__Supplied data__
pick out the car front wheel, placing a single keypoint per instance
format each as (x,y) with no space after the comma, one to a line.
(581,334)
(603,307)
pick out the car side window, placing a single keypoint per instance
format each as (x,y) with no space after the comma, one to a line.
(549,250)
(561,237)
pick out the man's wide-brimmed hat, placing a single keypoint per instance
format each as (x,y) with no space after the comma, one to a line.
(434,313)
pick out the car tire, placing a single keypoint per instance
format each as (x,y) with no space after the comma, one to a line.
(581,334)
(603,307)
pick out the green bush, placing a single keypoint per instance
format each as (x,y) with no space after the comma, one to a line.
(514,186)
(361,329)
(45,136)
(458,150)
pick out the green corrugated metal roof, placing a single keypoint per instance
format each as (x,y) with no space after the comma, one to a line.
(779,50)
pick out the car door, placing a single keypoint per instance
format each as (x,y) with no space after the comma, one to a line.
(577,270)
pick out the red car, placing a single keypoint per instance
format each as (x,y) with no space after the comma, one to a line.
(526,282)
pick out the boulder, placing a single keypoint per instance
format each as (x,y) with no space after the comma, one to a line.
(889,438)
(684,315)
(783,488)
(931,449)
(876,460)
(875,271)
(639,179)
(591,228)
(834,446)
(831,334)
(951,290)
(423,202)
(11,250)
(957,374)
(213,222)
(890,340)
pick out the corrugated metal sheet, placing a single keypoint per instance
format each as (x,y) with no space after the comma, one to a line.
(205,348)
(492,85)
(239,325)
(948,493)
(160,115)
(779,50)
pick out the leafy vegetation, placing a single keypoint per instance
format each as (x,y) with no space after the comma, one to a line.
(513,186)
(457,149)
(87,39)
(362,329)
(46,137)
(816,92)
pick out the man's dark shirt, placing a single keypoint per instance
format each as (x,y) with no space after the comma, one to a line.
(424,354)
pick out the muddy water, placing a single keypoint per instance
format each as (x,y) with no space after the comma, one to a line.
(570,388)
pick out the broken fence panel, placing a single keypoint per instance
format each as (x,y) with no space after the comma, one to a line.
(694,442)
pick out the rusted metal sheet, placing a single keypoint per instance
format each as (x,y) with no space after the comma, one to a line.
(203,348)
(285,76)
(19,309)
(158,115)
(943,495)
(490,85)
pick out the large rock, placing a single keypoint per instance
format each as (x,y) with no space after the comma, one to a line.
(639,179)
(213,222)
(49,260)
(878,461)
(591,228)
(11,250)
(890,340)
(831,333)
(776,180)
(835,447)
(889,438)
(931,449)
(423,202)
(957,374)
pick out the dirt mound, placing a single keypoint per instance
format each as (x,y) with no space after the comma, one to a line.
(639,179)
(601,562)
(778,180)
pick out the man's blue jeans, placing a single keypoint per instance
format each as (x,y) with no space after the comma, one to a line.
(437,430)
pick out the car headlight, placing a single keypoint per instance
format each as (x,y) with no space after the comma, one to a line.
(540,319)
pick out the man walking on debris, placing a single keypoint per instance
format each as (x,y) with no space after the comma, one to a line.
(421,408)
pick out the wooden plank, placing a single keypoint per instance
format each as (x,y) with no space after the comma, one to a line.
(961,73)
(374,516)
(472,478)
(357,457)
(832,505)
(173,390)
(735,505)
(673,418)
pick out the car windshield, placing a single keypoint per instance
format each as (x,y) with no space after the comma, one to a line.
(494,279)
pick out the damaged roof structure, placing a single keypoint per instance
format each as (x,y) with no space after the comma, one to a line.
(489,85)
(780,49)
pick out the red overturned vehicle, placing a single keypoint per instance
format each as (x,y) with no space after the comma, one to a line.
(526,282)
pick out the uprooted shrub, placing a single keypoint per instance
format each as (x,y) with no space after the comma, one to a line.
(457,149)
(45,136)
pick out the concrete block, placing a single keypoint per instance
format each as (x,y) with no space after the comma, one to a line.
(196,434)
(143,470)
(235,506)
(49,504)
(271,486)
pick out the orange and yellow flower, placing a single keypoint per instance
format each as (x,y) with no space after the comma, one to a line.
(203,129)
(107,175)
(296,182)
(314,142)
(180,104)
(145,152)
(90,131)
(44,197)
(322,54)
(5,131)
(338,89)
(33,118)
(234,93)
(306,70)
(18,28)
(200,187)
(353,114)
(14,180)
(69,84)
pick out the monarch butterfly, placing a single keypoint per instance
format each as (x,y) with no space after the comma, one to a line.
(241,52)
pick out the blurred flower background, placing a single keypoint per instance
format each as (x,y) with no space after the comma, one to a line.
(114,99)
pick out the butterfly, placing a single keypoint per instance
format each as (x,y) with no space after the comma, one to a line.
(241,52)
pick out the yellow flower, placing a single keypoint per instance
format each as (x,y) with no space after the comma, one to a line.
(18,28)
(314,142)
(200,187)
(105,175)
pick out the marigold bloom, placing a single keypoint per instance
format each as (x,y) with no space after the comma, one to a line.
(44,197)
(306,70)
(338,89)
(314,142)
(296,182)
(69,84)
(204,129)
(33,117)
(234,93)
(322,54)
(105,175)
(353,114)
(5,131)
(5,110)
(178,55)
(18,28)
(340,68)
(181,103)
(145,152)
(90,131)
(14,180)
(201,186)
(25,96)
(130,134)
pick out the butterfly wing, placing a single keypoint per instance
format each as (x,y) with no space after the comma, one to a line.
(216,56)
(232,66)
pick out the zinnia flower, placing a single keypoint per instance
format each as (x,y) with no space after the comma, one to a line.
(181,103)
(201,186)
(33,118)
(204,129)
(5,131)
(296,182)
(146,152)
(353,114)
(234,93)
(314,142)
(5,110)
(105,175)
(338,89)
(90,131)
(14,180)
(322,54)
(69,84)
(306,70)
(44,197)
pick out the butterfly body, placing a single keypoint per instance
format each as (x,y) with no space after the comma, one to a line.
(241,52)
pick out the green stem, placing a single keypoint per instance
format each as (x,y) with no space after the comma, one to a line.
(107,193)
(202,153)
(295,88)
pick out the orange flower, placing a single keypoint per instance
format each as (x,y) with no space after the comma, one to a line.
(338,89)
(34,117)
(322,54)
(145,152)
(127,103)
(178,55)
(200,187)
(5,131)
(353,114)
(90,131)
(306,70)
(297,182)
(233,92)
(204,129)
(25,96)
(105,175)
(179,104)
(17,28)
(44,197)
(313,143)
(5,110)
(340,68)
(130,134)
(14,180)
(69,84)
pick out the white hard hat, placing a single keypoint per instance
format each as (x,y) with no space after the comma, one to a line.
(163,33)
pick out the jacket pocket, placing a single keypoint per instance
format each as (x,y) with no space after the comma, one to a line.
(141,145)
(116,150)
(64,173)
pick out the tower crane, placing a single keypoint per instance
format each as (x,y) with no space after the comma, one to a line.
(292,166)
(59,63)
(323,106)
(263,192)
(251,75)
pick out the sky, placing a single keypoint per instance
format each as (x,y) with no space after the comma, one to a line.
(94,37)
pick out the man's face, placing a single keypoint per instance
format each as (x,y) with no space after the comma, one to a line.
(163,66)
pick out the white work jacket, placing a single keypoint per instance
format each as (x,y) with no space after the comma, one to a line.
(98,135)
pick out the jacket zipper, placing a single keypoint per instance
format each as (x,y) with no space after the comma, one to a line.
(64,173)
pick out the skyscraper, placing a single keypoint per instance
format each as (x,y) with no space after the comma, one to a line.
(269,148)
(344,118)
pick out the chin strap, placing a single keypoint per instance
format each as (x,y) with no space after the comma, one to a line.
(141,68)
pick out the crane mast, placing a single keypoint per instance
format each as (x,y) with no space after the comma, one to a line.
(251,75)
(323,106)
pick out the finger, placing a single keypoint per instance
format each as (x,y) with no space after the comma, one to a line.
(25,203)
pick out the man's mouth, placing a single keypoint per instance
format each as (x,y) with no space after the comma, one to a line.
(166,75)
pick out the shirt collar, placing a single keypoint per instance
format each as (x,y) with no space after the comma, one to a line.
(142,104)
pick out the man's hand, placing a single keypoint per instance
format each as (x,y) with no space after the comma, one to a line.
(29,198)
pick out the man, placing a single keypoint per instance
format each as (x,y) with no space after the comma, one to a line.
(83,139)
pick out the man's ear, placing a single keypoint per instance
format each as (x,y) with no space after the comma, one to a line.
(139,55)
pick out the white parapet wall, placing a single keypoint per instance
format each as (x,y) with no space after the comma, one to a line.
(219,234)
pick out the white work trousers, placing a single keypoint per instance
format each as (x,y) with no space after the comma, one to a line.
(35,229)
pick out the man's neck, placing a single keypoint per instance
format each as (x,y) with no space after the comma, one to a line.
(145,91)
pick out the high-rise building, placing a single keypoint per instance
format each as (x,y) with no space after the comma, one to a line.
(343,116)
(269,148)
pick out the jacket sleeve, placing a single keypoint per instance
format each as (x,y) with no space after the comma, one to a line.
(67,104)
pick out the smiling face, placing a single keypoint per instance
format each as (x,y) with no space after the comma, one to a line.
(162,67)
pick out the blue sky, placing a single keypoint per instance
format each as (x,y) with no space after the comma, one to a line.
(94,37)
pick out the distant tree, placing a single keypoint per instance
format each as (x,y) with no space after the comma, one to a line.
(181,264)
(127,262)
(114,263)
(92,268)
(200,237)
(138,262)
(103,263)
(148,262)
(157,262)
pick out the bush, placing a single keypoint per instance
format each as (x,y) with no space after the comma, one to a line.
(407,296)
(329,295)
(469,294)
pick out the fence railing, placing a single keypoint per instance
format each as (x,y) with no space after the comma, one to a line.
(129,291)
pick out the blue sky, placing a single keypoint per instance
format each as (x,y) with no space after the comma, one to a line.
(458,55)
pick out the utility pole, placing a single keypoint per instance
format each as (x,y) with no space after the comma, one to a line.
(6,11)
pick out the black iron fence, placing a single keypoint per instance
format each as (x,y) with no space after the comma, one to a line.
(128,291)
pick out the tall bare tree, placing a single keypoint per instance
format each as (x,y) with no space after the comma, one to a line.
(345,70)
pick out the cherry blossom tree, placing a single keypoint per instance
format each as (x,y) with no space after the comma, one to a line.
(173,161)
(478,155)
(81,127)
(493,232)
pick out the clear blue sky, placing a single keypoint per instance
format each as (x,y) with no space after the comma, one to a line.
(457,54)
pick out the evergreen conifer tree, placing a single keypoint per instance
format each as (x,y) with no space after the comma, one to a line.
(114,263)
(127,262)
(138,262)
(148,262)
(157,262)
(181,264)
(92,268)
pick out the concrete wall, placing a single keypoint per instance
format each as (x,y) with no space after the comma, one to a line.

__What the exercise asks__
Please reproduce word for word the lines from the one containing "pick out the tall" through the last line of the entries above, inclusive.

__Task result__
pick out the tall bare tree, placing a single keypoint per instance
format each as (x,y) with no space after the comma, one to a line.
(345,70)
pick out the cherry blossom tree, placing a single keypoint per instance
format each as (x,y) with no space after the comma, one to a line.
(173,161)
(478,155)
(81,127)
(493,232)
pick out the clear blue sky, placing a single keypoint per instance
format each as (x,y) with no space after the comma, one to a line.
(457,54)
pick out the evergreen conifer tree, placing a single keypoint per instance
format each as (x,y) with no space after the comma, one to a line.
(114,263)
(127,262)
(138,262)
(148,262)
(157,262)
(181,264)
(92,268)
pick out the concrete wall, placing a single keypoint per instance
format each as (x,y) with no space after the comma, one to a line.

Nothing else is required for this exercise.